Exercise goal> Please show every line in the entries below that includes the word "ember".

Entries provided>
########################################

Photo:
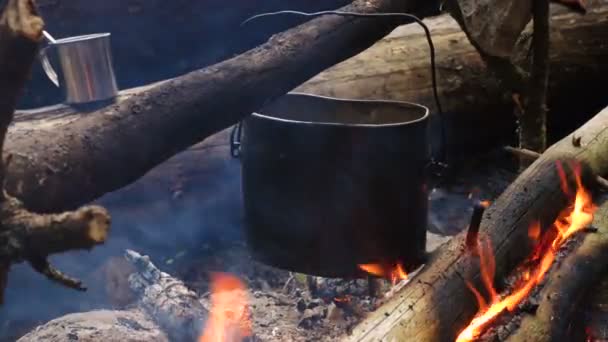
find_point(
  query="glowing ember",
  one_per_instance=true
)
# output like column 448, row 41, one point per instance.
column 395, row 273
column 228, row 317
column 573, row 219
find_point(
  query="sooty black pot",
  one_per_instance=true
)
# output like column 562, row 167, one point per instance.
column 332, row 183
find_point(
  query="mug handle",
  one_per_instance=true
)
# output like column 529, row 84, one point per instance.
column 48, row 68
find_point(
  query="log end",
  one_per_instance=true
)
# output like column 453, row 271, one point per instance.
column 21, row 16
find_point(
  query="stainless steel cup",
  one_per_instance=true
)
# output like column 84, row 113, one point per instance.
column 86, row 67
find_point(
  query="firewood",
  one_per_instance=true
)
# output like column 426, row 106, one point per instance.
column 578, row 273
column 397, row 67
column 111, row 147
column 473, row 94
column 531, row 155
column 24, row 235
column 437, row 304
column 101, row 325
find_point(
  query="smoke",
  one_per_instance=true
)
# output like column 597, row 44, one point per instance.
column 208, row 209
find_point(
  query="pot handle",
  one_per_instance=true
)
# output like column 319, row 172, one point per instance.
column 48, row 68
column 235, row 140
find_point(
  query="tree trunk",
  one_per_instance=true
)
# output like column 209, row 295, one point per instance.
column 397, row 67
column 473, row 96
column 437, row 305
column 71, row 160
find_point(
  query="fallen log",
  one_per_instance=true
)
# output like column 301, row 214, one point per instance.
column 26, row 236
column 437, row 304
column 164, row 310
column 531, row 156
column 473, row 95
column 397, row 67
column 567, row 286
column 79, row 158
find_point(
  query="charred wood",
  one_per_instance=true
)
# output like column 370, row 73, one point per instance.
column 167, row 300
column 561, row 297
column 437, row 304
column 26, row 236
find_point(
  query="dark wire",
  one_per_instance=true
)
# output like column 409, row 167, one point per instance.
column 427, row 33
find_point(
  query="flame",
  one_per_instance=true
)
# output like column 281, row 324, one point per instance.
column 534, row 231
column 343, row 299
column 228, row 317
column 395, row 273
column 571, row 220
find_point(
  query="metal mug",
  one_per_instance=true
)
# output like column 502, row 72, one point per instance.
column 86, row 65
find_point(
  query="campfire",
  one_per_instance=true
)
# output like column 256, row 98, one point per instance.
column 573, row 219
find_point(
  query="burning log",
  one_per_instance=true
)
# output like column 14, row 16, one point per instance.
column 24, row 235
column 437, row 304
column 561, row 296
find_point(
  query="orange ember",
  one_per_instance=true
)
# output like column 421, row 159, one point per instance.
column 228, row 317
column 394, row 273
column 571, row 220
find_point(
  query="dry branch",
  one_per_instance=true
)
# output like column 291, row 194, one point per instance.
column 64, row 156
column 532, row 156
column 25, row 236
column 566, row 286
column 533, row 119
column 472, row 93
column 174, row 307
column 113, row 146
column 437, row 304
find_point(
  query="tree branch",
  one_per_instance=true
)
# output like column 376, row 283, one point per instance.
column 533, row 119
column 26, row 236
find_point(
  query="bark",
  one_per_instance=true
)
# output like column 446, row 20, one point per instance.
column 88, row 155
column 174, row 307
column 165, row 310
column 437, row 304
column 397, row 67
column 27, row 236
column 533, row 119
column 472, row 94
column 578, row 273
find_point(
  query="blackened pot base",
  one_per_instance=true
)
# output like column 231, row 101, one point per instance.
column 329, row 184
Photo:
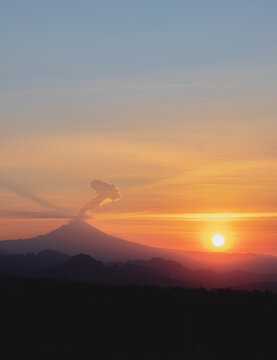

########################################

Output below>
  query="glowing ember",
  query="orange ember",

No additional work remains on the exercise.